Output nothing but the lines from the line with "Phrase -- wispy cloud" through the end of the listing below, both ends included.

|---|

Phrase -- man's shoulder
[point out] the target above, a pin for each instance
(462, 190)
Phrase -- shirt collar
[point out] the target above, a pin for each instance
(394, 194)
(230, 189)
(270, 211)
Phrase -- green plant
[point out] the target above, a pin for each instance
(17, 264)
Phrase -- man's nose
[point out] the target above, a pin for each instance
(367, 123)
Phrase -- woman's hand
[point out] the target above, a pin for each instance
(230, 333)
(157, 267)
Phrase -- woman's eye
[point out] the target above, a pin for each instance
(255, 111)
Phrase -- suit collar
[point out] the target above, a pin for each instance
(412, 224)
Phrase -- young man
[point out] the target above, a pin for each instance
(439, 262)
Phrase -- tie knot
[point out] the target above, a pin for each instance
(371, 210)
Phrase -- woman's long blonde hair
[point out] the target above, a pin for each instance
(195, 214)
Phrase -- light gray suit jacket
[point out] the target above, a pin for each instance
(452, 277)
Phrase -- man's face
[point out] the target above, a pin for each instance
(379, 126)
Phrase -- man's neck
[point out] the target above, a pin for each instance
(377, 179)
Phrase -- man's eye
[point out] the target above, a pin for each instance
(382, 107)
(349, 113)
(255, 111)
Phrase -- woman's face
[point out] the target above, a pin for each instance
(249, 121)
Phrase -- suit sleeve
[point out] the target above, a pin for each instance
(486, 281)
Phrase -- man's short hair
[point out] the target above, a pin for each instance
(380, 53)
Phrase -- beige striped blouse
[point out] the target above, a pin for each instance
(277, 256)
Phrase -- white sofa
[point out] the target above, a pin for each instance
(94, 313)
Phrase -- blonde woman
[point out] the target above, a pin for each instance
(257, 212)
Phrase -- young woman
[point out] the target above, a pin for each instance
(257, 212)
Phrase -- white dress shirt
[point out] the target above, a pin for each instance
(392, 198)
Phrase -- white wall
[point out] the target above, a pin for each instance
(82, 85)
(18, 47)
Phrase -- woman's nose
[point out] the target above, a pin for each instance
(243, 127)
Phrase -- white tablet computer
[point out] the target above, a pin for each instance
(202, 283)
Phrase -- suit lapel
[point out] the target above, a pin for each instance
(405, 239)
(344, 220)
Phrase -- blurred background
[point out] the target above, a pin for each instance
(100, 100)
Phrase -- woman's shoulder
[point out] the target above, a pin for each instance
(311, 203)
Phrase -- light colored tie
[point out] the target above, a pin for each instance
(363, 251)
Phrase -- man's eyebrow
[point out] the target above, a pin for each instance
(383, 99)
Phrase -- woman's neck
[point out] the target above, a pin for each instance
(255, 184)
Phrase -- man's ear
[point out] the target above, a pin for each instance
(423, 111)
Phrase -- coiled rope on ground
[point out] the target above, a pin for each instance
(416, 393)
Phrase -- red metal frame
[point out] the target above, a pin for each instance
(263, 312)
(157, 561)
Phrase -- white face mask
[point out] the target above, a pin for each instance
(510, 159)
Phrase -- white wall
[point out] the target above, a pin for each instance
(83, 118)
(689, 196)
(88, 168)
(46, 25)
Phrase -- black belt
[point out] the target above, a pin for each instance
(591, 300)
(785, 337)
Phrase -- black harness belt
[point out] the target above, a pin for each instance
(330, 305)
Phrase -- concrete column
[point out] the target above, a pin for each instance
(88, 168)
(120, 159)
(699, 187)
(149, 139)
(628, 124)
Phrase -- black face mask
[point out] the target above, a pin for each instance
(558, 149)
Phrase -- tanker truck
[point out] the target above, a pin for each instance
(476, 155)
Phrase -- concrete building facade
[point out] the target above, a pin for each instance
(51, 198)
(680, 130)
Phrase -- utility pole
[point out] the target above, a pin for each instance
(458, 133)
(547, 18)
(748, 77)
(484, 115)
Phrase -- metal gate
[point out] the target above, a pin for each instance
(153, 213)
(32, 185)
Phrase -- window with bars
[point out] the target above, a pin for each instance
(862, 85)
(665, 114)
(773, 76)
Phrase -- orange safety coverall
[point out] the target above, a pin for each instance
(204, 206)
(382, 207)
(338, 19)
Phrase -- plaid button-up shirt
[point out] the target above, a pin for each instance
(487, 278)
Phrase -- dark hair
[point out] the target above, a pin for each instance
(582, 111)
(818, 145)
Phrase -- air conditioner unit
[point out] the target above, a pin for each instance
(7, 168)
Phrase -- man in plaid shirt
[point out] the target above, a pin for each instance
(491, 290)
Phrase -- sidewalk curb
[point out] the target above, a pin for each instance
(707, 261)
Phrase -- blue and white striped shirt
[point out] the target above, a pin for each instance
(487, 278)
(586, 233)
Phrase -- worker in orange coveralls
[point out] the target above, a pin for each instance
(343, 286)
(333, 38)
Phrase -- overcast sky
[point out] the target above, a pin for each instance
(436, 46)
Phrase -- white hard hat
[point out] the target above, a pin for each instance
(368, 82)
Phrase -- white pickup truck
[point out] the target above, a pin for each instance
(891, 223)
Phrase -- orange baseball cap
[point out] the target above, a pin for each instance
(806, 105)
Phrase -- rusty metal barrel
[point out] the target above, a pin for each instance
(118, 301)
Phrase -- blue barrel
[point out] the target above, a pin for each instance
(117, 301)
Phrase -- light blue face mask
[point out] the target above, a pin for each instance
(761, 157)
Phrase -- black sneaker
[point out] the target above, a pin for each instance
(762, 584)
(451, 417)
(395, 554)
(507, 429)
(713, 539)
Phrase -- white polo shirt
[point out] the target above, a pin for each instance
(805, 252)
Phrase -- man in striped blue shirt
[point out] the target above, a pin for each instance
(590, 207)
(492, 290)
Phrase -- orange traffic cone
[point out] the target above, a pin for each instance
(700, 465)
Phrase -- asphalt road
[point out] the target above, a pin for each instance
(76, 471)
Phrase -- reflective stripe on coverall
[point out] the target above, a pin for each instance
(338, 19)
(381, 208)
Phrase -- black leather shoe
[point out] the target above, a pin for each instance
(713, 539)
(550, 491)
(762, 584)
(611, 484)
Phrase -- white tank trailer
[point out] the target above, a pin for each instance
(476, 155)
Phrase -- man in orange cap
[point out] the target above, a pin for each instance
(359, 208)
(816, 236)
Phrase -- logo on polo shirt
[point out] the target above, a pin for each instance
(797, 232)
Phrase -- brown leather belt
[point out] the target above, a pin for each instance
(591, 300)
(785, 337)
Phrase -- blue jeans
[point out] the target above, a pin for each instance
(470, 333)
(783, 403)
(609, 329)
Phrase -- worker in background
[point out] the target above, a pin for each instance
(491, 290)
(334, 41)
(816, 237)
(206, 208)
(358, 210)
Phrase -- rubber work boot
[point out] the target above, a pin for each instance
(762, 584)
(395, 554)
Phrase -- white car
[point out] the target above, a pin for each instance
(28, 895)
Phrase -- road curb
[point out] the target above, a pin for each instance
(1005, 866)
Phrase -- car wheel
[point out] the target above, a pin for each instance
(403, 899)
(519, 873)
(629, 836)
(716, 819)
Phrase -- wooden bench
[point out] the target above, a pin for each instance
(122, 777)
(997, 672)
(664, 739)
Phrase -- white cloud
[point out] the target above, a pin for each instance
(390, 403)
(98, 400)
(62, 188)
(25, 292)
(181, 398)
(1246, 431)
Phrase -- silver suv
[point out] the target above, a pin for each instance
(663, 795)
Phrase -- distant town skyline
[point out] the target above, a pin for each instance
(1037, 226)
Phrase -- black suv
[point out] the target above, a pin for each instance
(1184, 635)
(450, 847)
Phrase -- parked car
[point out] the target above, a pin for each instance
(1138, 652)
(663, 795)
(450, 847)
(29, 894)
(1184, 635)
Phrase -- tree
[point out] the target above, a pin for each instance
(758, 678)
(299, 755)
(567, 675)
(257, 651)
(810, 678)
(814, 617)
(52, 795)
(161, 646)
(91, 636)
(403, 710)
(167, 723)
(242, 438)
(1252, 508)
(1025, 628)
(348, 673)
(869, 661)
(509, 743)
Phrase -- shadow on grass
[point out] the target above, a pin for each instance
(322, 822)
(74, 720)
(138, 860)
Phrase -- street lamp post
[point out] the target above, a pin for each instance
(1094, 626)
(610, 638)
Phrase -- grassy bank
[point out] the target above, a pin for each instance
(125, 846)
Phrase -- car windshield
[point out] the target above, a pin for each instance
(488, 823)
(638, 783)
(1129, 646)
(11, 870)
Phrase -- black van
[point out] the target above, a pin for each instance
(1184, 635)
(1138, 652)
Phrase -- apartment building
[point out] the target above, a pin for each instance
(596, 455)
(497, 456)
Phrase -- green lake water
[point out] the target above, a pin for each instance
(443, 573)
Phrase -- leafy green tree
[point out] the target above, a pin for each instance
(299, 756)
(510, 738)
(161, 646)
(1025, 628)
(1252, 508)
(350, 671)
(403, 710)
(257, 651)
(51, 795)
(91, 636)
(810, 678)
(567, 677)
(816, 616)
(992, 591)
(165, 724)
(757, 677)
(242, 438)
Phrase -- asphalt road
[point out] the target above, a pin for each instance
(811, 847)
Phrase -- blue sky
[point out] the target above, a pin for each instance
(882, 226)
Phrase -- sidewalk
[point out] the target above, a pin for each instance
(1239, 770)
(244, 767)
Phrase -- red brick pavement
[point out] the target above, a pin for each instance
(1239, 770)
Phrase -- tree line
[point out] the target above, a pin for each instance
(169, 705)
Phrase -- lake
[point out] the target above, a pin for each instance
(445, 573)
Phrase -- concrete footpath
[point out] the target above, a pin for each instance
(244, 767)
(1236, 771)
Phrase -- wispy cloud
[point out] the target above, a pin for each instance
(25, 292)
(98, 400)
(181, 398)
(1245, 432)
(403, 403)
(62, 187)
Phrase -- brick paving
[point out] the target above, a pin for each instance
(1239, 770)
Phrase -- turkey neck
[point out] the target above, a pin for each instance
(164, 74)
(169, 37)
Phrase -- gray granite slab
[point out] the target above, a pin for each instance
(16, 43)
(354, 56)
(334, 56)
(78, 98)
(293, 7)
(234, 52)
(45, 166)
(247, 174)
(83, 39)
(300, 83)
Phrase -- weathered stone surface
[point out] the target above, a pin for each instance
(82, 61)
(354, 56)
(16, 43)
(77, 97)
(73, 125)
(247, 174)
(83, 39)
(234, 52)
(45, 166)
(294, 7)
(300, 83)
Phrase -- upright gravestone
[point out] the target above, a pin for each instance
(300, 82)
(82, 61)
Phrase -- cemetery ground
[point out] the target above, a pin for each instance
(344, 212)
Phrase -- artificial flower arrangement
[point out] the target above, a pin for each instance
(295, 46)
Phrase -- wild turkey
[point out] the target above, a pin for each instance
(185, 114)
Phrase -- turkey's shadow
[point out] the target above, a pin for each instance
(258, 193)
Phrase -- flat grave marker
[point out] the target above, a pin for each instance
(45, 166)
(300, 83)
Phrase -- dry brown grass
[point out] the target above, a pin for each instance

|---|

• **REPLY**:
Phrase -- wispy cloud
[point out] the target above, a pin for each instance
(25, 292)
(98, 400)
(181, 398)
(1245, 432)
(403, 403)
(62, 187)
Phrase -- brick paving
[point out] the target above, a pin for each instance
(1239, 770)
Phrase -- turkey neck
[point out] the target above, a pin for each instance
(164, 74)
(169, 37)
Phrase -- gray granite slab
[point out] the target above, a pin for each instance
(16, 43)
(354, 56)
(334, 56)
(78, 98)
(293, 7)
(234, 52)
(45, 166)
(247, 174)
(83, 39)
(300, 83)
Phrase -- weathered stone surface
[point out] the target above, a pin for each instance
(82, 61)
(354, 56)
(16, 43)
(77, 97)
(73, 125)
(247, 174)
(83, 39)
(234, 52)
(45, 166)
(294, 7)
(300, 83)
Phrase -- upright gravestone
[point out] the target above, a pin for each instance
(300, 82)
(82, 61)
Phrase -- cemetery ground
[point out] the target above, a pin for each instance
(344, 212)
Phrase -- artificial flower arrangement
[point out] the target above, a pin for each instance
(295, 46)
Phrase -- wild turkey
[point out] the target above, a pin for each instance
(185, 114)
Phrase -- turkey's shadow
[point out] the target above, a pin for each instance
(258, 193)
Phrase -- flat grave marker
[point out] the target above, a pin for each instance
(45, 166)
(300, 83)
Phrase -- dry brown grass
[point out] the target above, a pin for each instance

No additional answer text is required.